### Excerpted passage
====
I thought it might be time to switch away from Ebola and catch up with other disease problems that continue to occur in the world. (If you miss Ebolanoia, though, I’m still collecting instances at my Tumblr. The latest: Indian authorities have force-quarantined in an airport a man who returned from West Africa with a clean bill of health and negative blood tests. They say they will not allow him to leave until his semen tests negative for Ebolavirus. Yes, they are insisting on samples.)
So: How can healthcare workers contribute to slowing down antibiotic resistance? A healthcare nonprofit suggests they commit to buying an antibiotic-free turkey for Thanksgiving.
If it feels like the problem in one sphere, medicine, doesn’t have much to do with the other, agriculture, then you are the perfect target for this pledge. (Even if you don’t actually work in health care.)
====
### Material supplied
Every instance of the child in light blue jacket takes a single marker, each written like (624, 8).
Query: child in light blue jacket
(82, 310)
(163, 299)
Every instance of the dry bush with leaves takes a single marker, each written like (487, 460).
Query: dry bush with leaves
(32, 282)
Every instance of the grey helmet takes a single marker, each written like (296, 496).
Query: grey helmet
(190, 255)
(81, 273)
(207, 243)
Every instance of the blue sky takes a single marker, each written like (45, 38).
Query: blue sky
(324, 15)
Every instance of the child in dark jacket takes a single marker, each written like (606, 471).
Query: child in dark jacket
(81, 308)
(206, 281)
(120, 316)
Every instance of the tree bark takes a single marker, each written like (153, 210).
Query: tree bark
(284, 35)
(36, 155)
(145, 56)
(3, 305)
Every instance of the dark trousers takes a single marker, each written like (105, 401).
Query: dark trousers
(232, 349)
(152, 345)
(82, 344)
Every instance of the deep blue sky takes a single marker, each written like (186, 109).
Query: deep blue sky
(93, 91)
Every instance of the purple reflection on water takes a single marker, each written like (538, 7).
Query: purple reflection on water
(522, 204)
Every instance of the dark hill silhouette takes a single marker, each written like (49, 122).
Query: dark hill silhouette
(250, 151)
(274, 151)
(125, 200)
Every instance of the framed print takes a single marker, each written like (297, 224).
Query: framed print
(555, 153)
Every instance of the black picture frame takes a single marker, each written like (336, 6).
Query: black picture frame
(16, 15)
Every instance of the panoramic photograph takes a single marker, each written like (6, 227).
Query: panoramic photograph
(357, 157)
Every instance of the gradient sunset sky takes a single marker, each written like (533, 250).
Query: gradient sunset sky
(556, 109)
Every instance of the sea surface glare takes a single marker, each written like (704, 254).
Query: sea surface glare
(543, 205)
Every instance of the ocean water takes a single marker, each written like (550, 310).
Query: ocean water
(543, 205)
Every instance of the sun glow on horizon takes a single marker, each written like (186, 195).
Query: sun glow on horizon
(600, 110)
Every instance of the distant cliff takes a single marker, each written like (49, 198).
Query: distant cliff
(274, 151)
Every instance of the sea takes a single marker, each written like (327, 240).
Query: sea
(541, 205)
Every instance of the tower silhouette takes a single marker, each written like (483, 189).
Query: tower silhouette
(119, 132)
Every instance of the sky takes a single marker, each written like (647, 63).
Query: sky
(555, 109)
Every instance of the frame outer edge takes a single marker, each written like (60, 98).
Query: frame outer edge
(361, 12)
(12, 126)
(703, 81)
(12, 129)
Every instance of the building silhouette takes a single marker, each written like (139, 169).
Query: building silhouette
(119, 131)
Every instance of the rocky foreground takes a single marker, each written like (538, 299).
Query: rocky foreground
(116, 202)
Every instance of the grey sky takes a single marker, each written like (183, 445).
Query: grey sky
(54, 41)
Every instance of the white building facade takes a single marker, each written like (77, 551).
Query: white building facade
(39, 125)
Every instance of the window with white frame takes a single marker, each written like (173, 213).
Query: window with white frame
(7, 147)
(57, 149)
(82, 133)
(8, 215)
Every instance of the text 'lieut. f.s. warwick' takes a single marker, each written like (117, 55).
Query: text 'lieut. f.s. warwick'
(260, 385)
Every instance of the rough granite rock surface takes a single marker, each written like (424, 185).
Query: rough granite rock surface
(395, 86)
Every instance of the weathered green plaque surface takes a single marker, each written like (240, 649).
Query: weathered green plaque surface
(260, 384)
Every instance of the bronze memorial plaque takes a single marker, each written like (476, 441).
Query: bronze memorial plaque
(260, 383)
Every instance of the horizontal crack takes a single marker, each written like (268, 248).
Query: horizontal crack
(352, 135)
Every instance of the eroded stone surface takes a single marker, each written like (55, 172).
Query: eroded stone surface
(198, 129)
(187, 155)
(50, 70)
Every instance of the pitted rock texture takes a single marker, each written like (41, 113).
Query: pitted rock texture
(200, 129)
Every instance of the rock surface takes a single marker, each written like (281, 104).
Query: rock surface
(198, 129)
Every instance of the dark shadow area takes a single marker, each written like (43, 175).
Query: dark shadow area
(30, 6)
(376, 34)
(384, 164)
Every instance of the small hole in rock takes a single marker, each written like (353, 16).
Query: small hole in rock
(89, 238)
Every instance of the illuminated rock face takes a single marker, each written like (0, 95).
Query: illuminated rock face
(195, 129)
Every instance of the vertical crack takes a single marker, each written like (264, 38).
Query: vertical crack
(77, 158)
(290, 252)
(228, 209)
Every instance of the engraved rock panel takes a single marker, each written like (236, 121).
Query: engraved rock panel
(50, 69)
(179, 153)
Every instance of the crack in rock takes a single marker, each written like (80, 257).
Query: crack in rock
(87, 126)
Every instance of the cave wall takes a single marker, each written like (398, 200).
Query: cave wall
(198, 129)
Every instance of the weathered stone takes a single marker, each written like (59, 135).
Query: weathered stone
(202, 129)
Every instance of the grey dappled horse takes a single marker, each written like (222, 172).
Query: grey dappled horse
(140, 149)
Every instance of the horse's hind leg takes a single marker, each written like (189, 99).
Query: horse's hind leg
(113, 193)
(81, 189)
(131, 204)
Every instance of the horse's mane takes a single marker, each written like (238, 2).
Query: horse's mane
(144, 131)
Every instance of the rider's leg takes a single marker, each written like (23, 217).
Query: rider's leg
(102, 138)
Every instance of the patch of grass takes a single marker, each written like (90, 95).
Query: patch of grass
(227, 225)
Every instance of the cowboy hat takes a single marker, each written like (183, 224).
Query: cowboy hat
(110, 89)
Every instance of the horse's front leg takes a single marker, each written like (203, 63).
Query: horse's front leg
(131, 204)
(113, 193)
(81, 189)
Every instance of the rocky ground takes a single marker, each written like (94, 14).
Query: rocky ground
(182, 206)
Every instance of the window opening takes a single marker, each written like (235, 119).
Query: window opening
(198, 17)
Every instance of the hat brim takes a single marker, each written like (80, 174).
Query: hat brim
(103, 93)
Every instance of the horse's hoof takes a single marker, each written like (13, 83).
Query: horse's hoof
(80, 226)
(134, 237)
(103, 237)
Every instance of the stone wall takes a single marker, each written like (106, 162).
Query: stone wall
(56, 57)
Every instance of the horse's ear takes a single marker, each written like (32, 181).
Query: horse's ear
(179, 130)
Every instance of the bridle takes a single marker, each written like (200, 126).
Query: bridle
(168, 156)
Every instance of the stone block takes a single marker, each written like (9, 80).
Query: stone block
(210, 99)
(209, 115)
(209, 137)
====
### Problems and tasks
a. In the post about antibiotic resistance above the data, repeat word for word the stretch from "I thought it" through "turkey for Thanksgiving.".
b. According to the post about antibiotic resistance, what does a healthcare nonprofit suggest healthcare workers commit to buying?
c. Take the post about antibiotic resistance further, picking up after its final sentence.

### Outputs for the tasks
a.
I thought it might be time to switch away from Ebola and catch up with other disease problems that continue to occur in the world. (If you miss Ebolanoia, though, I’m still collecting instances at my Tumblr. The latest: Indian authorities have force-quarantined in an airport a man who returned from West Africa with a clean bill of health and negative blood tests. They say they will not allow him to leave until his semen tests negative for Ebolavirus. Yes, they are insisting on samples.)
So: How can healthcare workers contribute to slowing down antibiotic resistance? A healthcare nonprofit suggests they commit to buying an antibiotic-free turkey for Thanksgiving.

b. An antibiotic-free turkey for Thanksgiving.

c.
Here’s the backdrop to the campaign, created by Health Care Without Harm,the Sharing Antimicrobial Reports for Pediatric Stewardship (SHARPS) collaborative, and the Pediatric Infectious Disease Society (PIDS):
Health Care Without Harm takes seriously the injunction in the Hippocratic Oath — “first, do no harm” — and works to improve the industry’s impact on patients, workers and the environment. Among other things, the group has encouraged large healthcare organizations to use their institutional food-purchasing power to support production of sustainable meat and produce. Recently, they have been encouraging hospitals to commit to buying meat from animals raised without the routine use of antibiotics, and a lot of hospital systems have signed on.
Their new pledge asks health care workers to make the problem personal, by choosing an antibiotic-free turkey for Thanksgiving — arguably the meat-animal purchase that gets the most attention out of all the holiday meals in the year. They say:
Antibiotic resistance is a growing problem that more and more patients and providers are facing each day, and antibiotic overuse is a major contributor to this problem. While as many as 50% of antibiotic prescriptions may be overly broad or even unnecessary, animal agriculture uses four times the amount of antibiotics as human medicine, and mostly in healthy animals for growth promotion or disease prevention on crowded farms…
We are advocating for a broader concept of antimicrobial stewardship.
This is actually pretty genius, for several reasons. First, because it gives people a concrete action to perform — something they can do immediately, not “the next time I shop for meat” or “the next time my kid gets an ear infection.” Second, because it lends economic support to an alternative to conventional turkey, which tests have found to be a persistent source of antibiotic-resistant bacteria.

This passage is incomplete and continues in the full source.